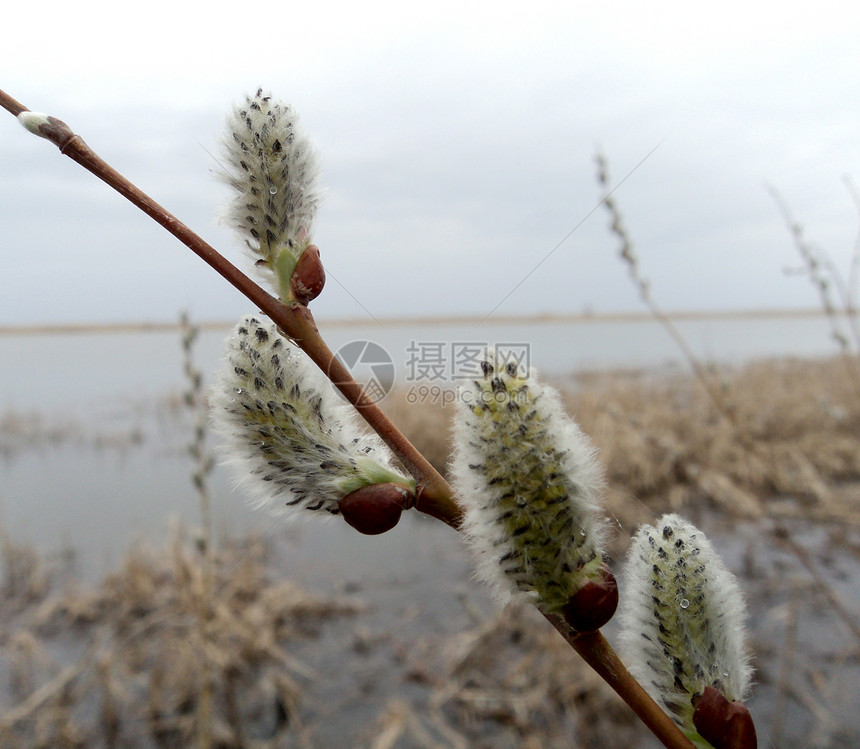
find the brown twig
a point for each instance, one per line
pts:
(435, 496)
(599, 654)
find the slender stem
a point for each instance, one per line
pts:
(435, 496)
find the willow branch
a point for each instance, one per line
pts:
(435, 496)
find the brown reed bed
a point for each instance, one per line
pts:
(789, 445)
(121, 664)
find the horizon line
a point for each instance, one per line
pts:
(353, 322)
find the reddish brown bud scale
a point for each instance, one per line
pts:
(376, 508)
(593, 605)
(309, 276)
(724, 724)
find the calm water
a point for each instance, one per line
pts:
(94, 454)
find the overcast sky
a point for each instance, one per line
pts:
(458, 144)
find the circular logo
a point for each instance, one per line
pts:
(370, 366)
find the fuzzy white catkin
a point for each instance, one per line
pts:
(682, 619)
(274, 169)
(526, 476)
(289, 439)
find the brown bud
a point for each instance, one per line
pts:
(593, 604)
(309, 276)
(724, 724)
(375, 508)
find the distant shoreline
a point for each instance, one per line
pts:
(580, 318)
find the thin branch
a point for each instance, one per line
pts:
(435, 496)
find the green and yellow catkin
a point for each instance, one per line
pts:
(682, 617)
(526, 476)
(273, 169)
(291, 442)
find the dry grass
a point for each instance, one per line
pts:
(141, 647)
(123, 664)
(793, 433)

+-------+

Swap "pts" for "points" wherever it occurs in the data above, leaving every other line unchanged. Leave out the pictures.

» The answer
find the brown twig
a point for each instance, one per line
points:
(435, 496)
(599, 654)
find the slender stem
a point for each instance, one per line
points:
(435, 496)
find the willow branch
a point for each instance, one per line
points:
(435, 496)
find the brown reed bed
a point for each instance, one per line
points:
(789, 445)
(121, 664)
find the horizon line
a point for each instance, one per line
points:
(353, 322)
find the reddish brown bud scale
a point for each instance, one per line
points:
(376, 508)
(593, 605)
(309, 276)
(724, 724)
find the calm water
a point for each instance, one per line
points:
(94, 454)
find the overcast sky
a point for each instance, one per line
points:
(458, 144)
find the circular logo
a point for each instance, one per line
points:
(370, 366)
find the fuzzy white catkin
a point for each instance, one per line
points:
(682, 619)
(274, 169)
(526, 476)
(289, 439)
find the brown bud
a point for each instance, one per line
points:
(593, 604)
(309, 276)
(724, 724)
(375, 508)
find the distant shoreline
a point for each instance, one per line
points:
(580, 318)
find the thin branch
a point for each instance, one per line
points:
(435, 496)
find the green and yellow catkin
a point for each instance, one per line
points:
(682, 617)
(526, 476)
(273, 169)
(291, 442)
find the dry grass
a point for each instance, one per line
points:
(141, 647)
(123, 664)
(793, 433)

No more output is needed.